## Collected data
# # # #
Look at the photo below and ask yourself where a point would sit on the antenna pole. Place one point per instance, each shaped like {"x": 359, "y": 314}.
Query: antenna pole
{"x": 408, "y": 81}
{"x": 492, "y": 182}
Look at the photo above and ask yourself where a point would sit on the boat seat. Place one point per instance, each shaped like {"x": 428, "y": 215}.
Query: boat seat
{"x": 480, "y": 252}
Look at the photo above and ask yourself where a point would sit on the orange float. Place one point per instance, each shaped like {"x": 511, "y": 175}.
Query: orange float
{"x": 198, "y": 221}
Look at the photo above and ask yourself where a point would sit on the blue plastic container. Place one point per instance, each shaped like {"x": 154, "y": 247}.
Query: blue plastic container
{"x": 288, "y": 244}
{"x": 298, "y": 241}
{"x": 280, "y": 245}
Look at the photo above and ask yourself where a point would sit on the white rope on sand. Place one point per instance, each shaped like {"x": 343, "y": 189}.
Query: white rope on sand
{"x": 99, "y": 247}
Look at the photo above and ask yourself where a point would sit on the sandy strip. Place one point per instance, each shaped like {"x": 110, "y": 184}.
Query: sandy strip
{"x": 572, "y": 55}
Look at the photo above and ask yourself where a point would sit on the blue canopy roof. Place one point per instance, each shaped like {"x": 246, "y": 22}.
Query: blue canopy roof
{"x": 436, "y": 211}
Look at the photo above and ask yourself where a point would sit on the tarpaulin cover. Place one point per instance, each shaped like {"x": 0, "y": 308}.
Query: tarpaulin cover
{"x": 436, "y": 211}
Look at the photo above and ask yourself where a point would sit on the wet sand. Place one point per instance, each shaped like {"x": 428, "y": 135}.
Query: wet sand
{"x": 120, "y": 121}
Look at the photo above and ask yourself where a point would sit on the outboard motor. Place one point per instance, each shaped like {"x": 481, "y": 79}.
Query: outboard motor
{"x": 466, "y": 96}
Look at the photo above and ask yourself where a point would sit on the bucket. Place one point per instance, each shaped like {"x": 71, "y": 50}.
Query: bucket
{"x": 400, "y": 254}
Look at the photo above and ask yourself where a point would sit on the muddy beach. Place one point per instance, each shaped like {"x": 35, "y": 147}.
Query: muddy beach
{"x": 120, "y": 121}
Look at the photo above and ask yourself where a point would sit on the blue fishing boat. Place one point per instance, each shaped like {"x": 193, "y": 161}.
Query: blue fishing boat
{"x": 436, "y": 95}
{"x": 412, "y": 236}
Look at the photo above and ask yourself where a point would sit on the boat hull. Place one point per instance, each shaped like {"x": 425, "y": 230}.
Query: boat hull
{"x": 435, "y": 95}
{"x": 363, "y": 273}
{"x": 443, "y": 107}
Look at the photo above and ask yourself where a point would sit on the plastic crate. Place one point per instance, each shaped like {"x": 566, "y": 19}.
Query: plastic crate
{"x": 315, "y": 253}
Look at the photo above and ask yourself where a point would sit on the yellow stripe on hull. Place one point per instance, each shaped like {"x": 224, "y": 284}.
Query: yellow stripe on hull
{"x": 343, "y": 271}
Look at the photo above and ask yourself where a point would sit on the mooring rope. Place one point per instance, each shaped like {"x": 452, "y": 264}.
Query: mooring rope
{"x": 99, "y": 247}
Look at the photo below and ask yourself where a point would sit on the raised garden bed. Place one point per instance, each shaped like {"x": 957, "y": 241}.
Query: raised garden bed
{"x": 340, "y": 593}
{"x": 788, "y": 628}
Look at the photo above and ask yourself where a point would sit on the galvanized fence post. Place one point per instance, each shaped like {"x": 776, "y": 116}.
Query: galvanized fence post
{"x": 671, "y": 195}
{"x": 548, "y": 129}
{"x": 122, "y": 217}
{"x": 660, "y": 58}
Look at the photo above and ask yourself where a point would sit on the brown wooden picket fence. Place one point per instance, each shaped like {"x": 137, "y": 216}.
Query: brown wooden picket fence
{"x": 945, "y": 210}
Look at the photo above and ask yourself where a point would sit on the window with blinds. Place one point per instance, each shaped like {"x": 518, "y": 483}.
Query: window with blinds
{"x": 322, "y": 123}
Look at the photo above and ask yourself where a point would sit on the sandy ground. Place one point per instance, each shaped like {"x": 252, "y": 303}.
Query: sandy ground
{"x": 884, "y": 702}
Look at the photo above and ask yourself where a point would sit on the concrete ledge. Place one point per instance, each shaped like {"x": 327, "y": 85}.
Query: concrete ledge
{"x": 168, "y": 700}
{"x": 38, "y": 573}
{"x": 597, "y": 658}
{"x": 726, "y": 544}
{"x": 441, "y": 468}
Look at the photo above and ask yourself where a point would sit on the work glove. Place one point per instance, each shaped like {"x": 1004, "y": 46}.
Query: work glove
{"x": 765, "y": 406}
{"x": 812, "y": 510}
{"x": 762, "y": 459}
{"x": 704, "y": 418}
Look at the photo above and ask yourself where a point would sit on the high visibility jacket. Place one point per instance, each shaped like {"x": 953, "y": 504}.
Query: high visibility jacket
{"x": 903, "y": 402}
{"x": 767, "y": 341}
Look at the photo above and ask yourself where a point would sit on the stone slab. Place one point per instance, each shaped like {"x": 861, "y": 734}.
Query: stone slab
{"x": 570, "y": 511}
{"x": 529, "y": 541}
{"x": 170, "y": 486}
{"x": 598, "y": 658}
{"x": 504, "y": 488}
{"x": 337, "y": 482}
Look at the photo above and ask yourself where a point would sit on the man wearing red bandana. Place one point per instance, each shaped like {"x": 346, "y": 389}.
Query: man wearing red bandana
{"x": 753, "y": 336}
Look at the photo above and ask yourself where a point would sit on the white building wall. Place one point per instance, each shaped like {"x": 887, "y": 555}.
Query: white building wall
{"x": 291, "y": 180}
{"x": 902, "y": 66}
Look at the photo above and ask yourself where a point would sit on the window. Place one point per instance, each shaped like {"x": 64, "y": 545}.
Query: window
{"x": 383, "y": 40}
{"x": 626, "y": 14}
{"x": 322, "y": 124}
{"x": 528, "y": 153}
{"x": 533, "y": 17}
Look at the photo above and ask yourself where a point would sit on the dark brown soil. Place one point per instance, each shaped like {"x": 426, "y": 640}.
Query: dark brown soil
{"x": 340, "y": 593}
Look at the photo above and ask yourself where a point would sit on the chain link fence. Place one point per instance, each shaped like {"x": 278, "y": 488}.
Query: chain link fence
# # # #
## Aim
Copy the listing word for word from the line containing "on the chain" through the last line of the listing, including both.

## Finished answer
Look at the photo above and ask yourself where a point would sit on the chain link fence. Place one point per instance, each shaped like {"x": 278, "y": 488}.
Query: chain link fence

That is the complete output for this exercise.